July 08, 2008

When violence aimed at foreign nationals broke out in Johannesburg and Cape Town, MSF provided medical assistance to people who sought refuge in police stations, community halls, and churches.



South Africa, 2008 © Benedicte Kurzen/EVE

Violence aimed at foreign nationals broke out in Johannesburg, South Africa, on May 11 and spread into Cape Town days later, displacing an estimated 100,000 people and wounding thousands. Patients affected by the violence, which was reportedly fueled by anger over unemployment, suffered gunshot wounds, head traumas, wounds resulting from beatings, lacerations, burns, and other injuries. MSF treated the displaced where they gathered for safety—in police stations, churches, and community halls. The MSF physician in this photograph spent the evening consulting with people living in and around a police station. These shelters quickly became overcrowded and unsanitary; people slept inside in crowded masses or outside the buildings, vulnerable to attack, as well as the elements.

MSF worked to provide immediate emergency medical assistance and established a regular presence with mobile medical teams in 15 sites. As of May 30, MSF had treated more than 2,500 patients and was distributing blankets, hygiene kits, and plastic sheeting to the sites where the needs are most dire. “Our patients have already been traumatized by the violence they have suffered and the abhorrent conditions of displacement,” said MSF nurse Bianca Tolboom.

Try it
Which specific injuries does the article on the 2008 violence in South Africa say patients suffered? List every one it names.

[Natural-language object grounding data]

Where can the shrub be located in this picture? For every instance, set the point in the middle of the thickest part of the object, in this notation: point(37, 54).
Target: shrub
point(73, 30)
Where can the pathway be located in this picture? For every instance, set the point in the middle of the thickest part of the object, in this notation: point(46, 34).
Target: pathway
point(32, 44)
--
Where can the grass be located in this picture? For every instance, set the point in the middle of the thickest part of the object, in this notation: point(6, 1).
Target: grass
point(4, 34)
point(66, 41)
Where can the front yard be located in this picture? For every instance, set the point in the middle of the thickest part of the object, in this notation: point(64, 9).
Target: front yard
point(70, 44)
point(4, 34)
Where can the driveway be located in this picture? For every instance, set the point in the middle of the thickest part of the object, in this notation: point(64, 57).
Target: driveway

Output of the task
- Gunshot wounds
- Head traumas
- Wounds resulting from beatings
- Lacerations
- Burns